Reproduce what is written in the records below exactly, and leave out the images.

——

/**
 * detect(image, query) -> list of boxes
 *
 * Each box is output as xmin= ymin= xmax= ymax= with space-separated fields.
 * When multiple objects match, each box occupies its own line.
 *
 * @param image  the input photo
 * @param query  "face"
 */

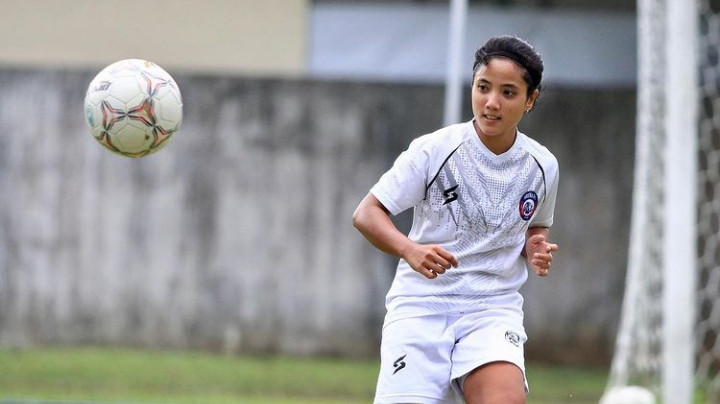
xmin=471 ymin=57 xmax=538 ymax=153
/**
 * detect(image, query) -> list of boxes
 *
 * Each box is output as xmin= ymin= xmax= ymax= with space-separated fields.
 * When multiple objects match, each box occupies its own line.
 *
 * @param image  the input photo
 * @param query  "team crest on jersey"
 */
xmin=519 ymin=191 xmax=538 ymax=221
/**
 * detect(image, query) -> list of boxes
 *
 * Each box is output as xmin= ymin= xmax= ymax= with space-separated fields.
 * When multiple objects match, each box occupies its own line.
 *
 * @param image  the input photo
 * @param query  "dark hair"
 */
xmin=473 ymin=35 xmax=544 ymax=96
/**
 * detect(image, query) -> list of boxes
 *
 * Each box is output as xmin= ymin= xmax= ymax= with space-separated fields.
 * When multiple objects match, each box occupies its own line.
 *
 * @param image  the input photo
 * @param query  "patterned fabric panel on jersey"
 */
xmin=371 ymin=120 xmax=559 ymax=322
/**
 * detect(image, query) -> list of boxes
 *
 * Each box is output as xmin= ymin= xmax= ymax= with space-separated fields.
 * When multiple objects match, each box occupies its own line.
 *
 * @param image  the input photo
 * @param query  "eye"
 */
xmin=503 ymin=89 xmax=516 ymax=97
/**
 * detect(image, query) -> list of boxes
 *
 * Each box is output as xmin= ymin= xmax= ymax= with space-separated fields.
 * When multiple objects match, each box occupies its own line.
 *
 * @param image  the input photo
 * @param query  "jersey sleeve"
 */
xmin=530 ymin=156 xmax=559 ymax=228
xmin=370 ymin=137 xmax=431 ymax=216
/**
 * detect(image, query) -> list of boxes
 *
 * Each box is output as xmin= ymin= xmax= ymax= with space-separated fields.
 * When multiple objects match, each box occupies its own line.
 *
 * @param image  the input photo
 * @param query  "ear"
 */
xmin=525 ymin=89 xmax=540 ymax=112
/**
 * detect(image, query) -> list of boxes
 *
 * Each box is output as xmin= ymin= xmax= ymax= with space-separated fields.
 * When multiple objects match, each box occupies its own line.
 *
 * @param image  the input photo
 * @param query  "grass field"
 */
xmin=0 ymin=347 xmax=608 ymax=404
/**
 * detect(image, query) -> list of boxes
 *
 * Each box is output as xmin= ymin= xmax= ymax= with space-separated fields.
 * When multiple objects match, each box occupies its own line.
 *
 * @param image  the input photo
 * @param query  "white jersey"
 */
xmin=371 ymin=120 xmax=559 ymax=323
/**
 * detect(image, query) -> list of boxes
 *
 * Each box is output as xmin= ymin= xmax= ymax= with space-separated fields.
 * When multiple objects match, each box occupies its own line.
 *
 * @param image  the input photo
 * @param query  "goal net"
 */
xmin=602 ymin=0 xmax=720 ymax=403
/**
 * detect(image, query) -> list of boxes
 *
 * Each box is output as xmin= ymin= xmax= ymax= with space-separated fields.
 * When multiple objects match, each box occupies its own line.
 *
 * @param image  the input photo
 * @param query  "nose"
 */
xmin=485 ymin=93 xmax=500 ymax=110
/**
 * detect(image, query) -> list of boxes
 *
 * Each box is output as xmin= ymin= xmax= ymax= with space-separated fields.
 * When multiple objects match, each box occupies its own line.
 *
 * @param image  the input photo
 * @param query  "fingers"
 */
xmin=526 ymin=235 xmax=559 ymax=277
xmin=413 ymin=246 xmax=458 ymax=279
xmin=419 ymin=258 xmax=450 ymax=278
xmin=532 ymin=251 xmax=553 ymax=267
xmin=437 ymin=249 xmax=460 ymax=268
xmin=532 ymin=248 xmax=556 ymax=277
xmin=420 ymin=268 xmax=439 ymax=279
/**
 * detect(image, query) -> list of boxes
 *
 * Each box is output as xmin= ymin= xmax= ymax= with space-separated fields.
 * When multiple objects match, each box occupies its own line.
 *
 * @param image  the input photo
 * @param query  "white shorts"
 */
xmin=373 ymin=309 xmax=527 ymax=404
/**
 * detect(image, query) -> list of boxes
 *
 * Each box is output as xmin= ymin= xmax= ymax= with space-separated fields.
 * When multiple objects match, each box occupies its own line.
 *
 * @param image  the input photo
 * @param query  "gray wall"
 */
xmin=311 ymin=3 xmax=636 ymax=87
xmin=0 ymin=68 xmax=634 ymax=363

——

Result:
/**
 * detect(image, query) -> list of boxes
 *
 * Each box is output as xmin= ymin= xmax= ymax= with space-separated fields.
 * When multiple objects match, each box occupies its own line.
 *
 * @param image  the input photo
 * @param query  "face"
 */

xmin=471 ymin=57 xmax=538 ymax=153
/**
 * detect(image, query) -> list of boxes
 *
 * Each box is output as xmin= ymin= xmax= ymax= with space-separated fields.
 * When multiple objects match, each box occupies its own line.
 *
 * @param image  the input photo
 * @param query  "team crest on jersey"
 */
xmin=519 ymin=191 xmax=538 ymax=221
/**
 * detect(image, query) -> list of boxes
 *
 * Each box is output as xmin= ymin= xmax= ymax= with space-separated fields.
 * When multiple objects match, each box occupies its own line.
 *
 * @param image  the input photo
 * @param query  "dark hair"
 */
xmin=473 ymin=35 xmax=544 ymax=96
/**
 * detect(image, query) -> list of boxes
 *
 * Each box is output as xmin= ymin= xmax= ymax= with space-separated fields.
 * When multiple objects match, each box occupies its own line.
 *
 * @param image  the input photo
 * @param query  "patterned fabric panel on jersey"
 */
xmin=371 ymin=120 xmax=559 ymax=322
/**
 * detect(image, query) -> list of boxes
 *
 * Each box is output as xmin= ymin= xmax= ymax= with space-separated fields.
 * When multiple objects match, each box occupies its own line.
 *
 * @param image  the input photo
 * @param query  "eye"
 */
xmin=503 ymin=89 xmax=516 ymax=97
/**
 * detect(image, query) -> list of boxes
 *
 * Each box is output as xmin= ymin= xmax= ymax= with space-separated fields.
 * When multiple objects match, each box occupies its own line.
 *
 * @param image  the input photo
 * @param query  "jersey sleeve"
 */
xmin=530 ymin=156 xmax=559 ymax=228
xmin=370 ymin=137 xmax=431 ymax=216
/**
 * detect(image, query) -> list of boxes
 *
 * Each box is output as xmin= ymin= xmax= ymax= with space-separated fields.
 * When multiple objects match, each box occupies its own line.
 *
 * @param image  the input photo
 * @param query  "ear"
 */
xmin=525 ymin=89 xmax=540 ymax=112
/**
 * detect(image, query) -> list of boxes
 *
 * Each box is output as xmin= ymin= xmax= ymax= with space-separated fields.
 * When multiple objects match, each box occupies its own line.
 *
 * @param image  the input photo
 * @param query  "grass field"
 */
xmin=0 ymin=347 xmax=608 ymax=404
/**
 * detect(image, query) -> list of boxes
 *
 * Each box is output as xmin= ymin= xmax= ymax= with space-separated fields.
 * When multiple objects match, each box occupies its own line.
 *
 * @param image  the input photo
 * @param query  "white jersey"
 */
xmin=371 ymin=120 xmax=559 ymax=323
/**
 * detect(image, query) -> list of boxes
 *
 * Each box is output as xmin= ymin= xmax= ymax= with space-separated fields.
 * When multiple objects match, each box occupies its own line.
 *
 * @param image  the input photo
 * @param query  "goal net"
 */
xmin=602 ymin=0 xmax=720 ymax=403
/**
 * detect(image, query) -> list of boxes
 *
 * Each box is output as xmin= ymin= xmax= ymax= with space-separated fields.
 * When multiple objects match, each box occupies its own line.
 *
 * @param image  the input photo
 * @param query  "nose"
 */
xmin=485 ymin=93 xmax=500 ymax=110
/**
 * detect(image, query) -> list of boxes
 *
 * Each box is output as xmin= ymin= xmax= ymax= with space-separated fields.
 * When multiple objects match, each box occupies its own line.
 *
 * @param image  the input photo
 * @param query  "fingers"
 */
xmin=526 ymin=235 xmax=559 ymax=277
xmin=413 ymin=246 xmax=458 ymax=279
xmin=419 ymin=258 xmax=450 ymax=278
xmin=532 ymin=251 xmax=553 ymax=267
xmin=437 ymin=249 xmax=460 ymax=268
xmin=532 ymin=248 xmax=556 ymax=277
xmin=420 ymin=268 xmax=439 ymax=279
/**
 * detect(image, query) -> list of boxes
 *
 * Each box is output as xmin= ymin= xmax= ymax= with space-separated fields.
 * When multiple objects match, each box occupies its own line.
 *
 * @param image  the input photo
 * @param query  "white shorts"
 */
xmin=373 ymin=309 xmax=527 ymax=404
/**
 * detect(image, query) -> list of boxes
 *
 * Each box is output as xmin= ymin= xmax= ymax= with space-separated fields.
 * When multiple objects match, each box occupies its own line.
 *
 * @param image  the input photo
 * @param query  "gray wall"
 */
xmin=311 ymin=3 xmax=636 ymax=87
xmin=0 ymin=68 xmax=634 ymax=363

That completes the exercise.